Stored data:

____________

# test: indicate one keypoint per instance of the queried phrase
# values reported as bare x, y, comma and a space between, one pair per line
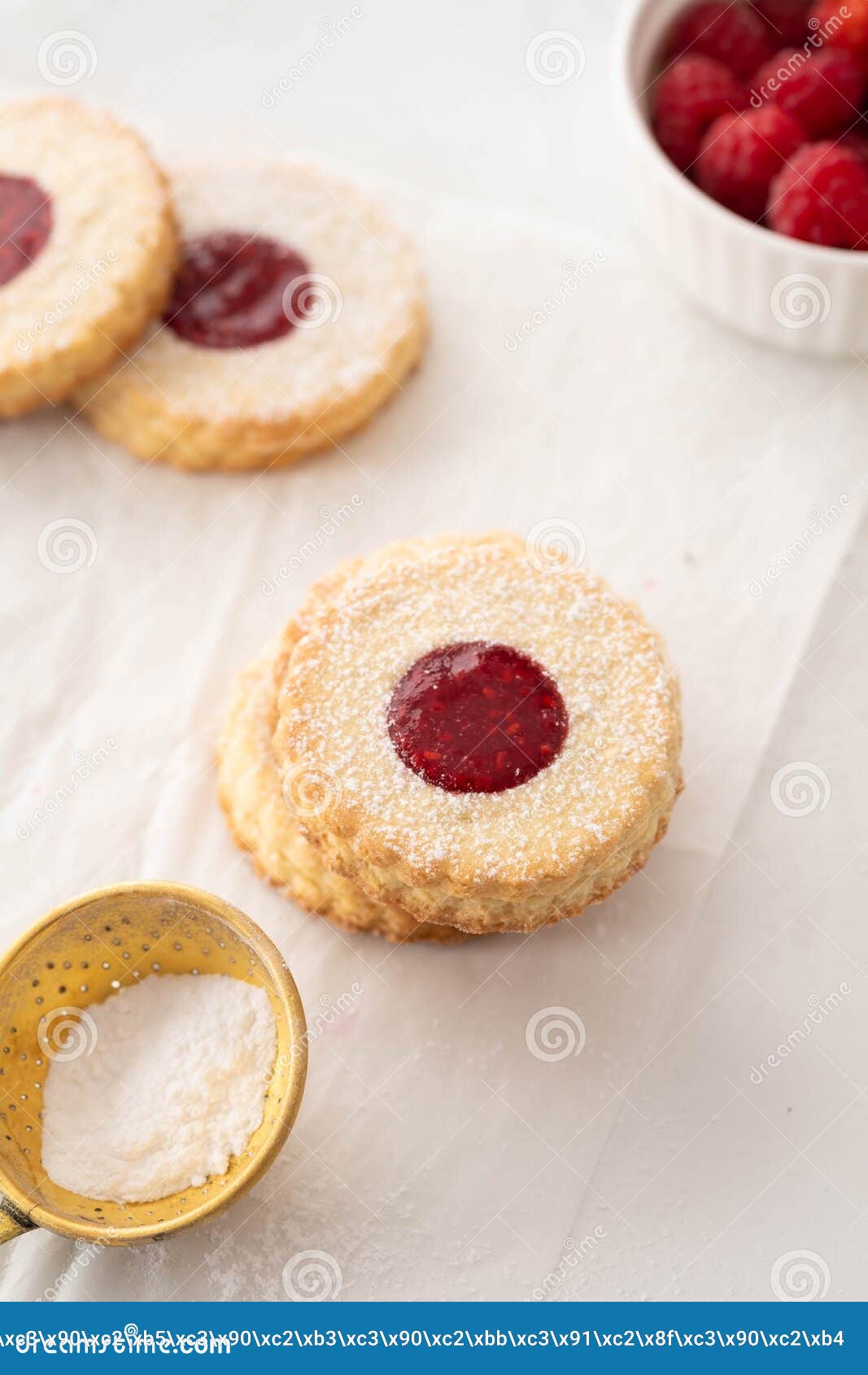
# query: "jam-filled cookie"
296, 314
495, 736
264, 817
87, 248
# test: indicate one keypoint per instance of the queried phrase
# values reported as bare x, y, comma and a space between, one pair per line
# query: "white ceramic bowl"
779, 290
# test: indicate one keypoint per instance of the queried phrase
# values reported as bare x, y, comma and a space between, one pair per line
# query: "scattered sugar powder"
171, 1082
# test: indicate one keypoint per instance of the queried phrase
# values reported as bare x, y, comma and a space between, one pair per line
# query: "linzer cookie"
296, 314
487, 737
266, 818
87, 248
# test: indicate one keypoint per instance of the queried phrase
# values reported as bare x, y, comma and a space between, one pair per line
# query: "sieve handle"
11, 1221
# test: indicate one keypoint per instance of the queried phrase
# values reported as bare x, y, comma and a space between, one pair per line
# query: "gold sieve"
81, 954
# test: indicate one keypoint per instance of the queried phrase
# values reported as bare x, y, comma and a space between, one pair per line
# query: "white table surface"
435, 1157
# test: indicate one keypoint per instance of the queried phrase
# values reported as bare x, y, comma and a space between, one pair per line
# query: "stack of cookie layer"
513, 827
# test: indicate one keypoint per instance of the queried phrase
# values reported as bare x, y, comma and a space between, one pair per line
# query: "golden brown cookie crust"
268, 406
509, 861
264, 827
111, 257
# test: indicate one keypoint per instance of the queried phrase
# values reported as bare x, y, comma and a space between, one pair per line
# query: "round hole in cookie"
25, 223
236, 290
476, 717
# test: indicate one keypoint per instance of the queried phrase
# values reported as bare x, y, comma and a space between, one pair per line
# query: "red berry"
822, 195
842, 25
731, 33
742, 153
786, 20
823, 91
687, 101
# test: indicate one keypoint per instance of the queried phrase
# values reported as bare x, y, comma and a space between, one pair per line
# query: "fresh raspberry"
786, 21
822, 195
842, 31
687, 101
742, 153
823, 91
731, 33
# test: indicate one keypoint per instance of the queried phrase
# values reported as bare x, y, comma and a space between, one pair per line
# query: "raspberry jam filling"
234, 290
25, 223
476, 718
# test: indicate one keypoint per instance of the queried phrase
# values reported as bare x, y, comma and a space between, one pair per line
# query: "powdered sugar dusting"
172, 1086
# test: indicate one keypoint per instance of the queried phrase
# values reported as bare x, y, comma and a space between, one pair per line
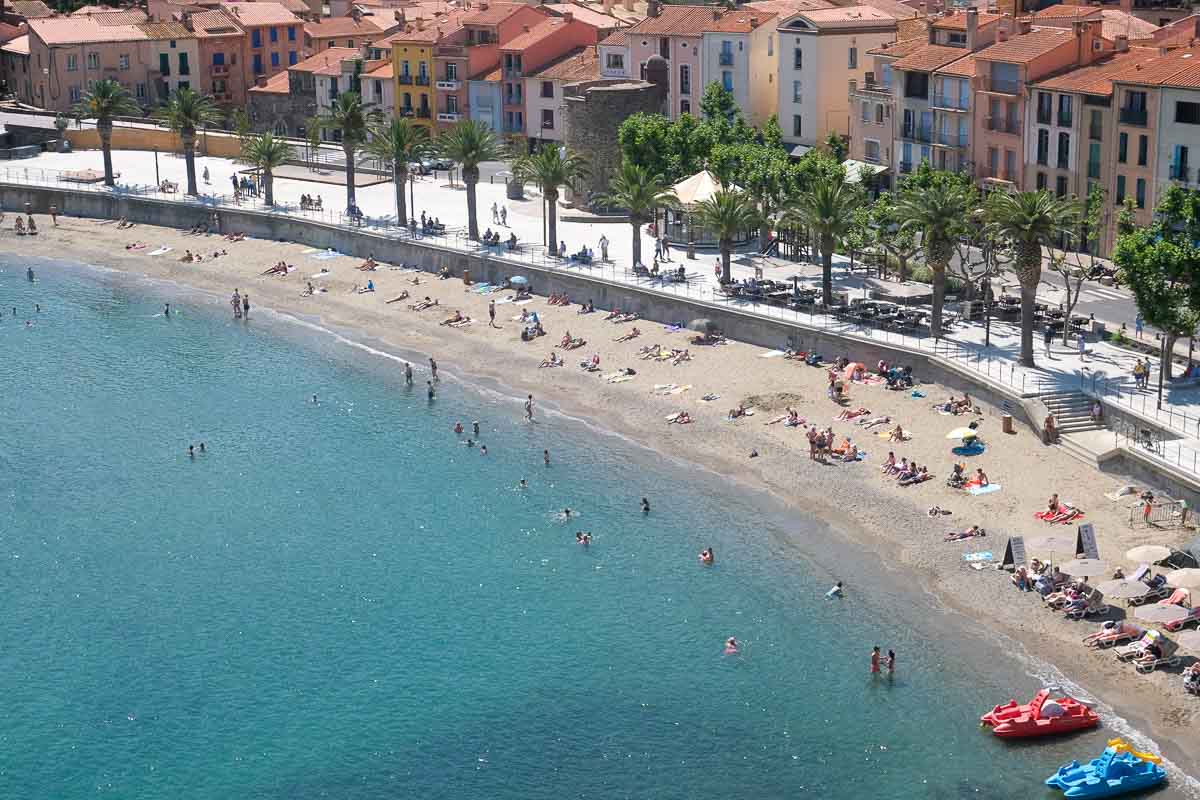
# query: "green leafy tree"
105, 101
267, 154
937, 214
641, 193
551, 167
826, 209
354, 119
471, 143
184, 113
727, 212
401, 143
1030, 221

____________

Task prompt:
A verbatim copy of all the records, minus the pictures, is the expected answer.

Task response:
# test: indicate one keypoint per instance of the queried phrase
# values reported as bare x, y, comma and a space between, one pair per line
# query: "jam-filled cookie"
296, 314
495, 736
264, 817
87, 248
# test: indicate one keypoint per instance of the queried phrase
# values reported as bare x, y, comma and a space between, one pair per line
# query: "white ceramic bowl"
779, 290
# test: indicate one keypoint per instance of the queried phrase
# values reported as bare x, y, comma and a space between, one pair per line
# query: "scattered sugar powder"
171, 1082
# test: indicate one keypoint per instance of the queried phrase
# values reported as bare x, y, comma and a space between, one pair per line
# query: "linzer cookie"
296, 314
487, 737
266, 818
87, 248
# test: indicate one keypoint per instance of the queried phrase
# values reported as bare x, y, comma and a space between, one pair per line
# query: "sieve handle"
11, 1221
# test: indicate one keypoint per instance of the queried phrase
# values reported as bare x, y, comma and a space between, one pair per line
# query: "gold sieve"
81, 954
# test: indicate one keypoint per instance of the queried phrase
# values reported as bare x, y, comma and a space between, one pair per line
# query: "white table surface"
435, 1157
# test: indicate one keypoint per instance of the queried phrase
# values reported as bare x, y, comma and a space between, one pair per line
# query: "stack of cookie layer"
513, 827
# test: indicate one keypoint per instance of the queried phrase
# values reported as bare x, y, comma and a space between, one pair per line
# query: "golden brown cookie crust"
268, 406
509, 861
264, 827
111, 257
# test: indicate one keypoint per instance of the queried phrase
# values reported as bare x, y, comma and a space between, one pair per line
# query: "round hole in cookie"
25, 223
236, 290
476, 717
# test: indicate one keypoint per instance of the queried phrase
# values reported as bare x, y, comma and a space between, one pair per line
# query: "red berry"
822, 195
842, 25
731, 33
742, 153
786, 20
823, 91
687, 101
# test: indicate one keypoint per instance of the queried phrase
# values reported as bare x, y, comma and a space between, one pair per line
# query: "fresh raspberry"
786, 21
822, 195
842, 31
687, 101
742, 153
823, 91
731, 33
# test: indicate one keypoint per instance of the queried phrase
# values reported as bare x, y, comma and a space between, one pair per line
# query: "raspberry jam filling"
234, 290
25, 223
476, 718
# test: indicate one keypoint per instance of the queried phrase
# values reported as bare x, y, comma and a space between, one pair per line
# query: "powdered sugar dusting"
172, 1086
# test: indicate one keypoint per instance of the queried phrase
# values reported as bare x, y, comma and a space between, one pair per line
# query: "green leafy tree"
105, 101
267, 154
937, 214
641, 193
551, 167
826, 209
354, 119
471, 143
184, 113
727, 212
401, 143
1030, 221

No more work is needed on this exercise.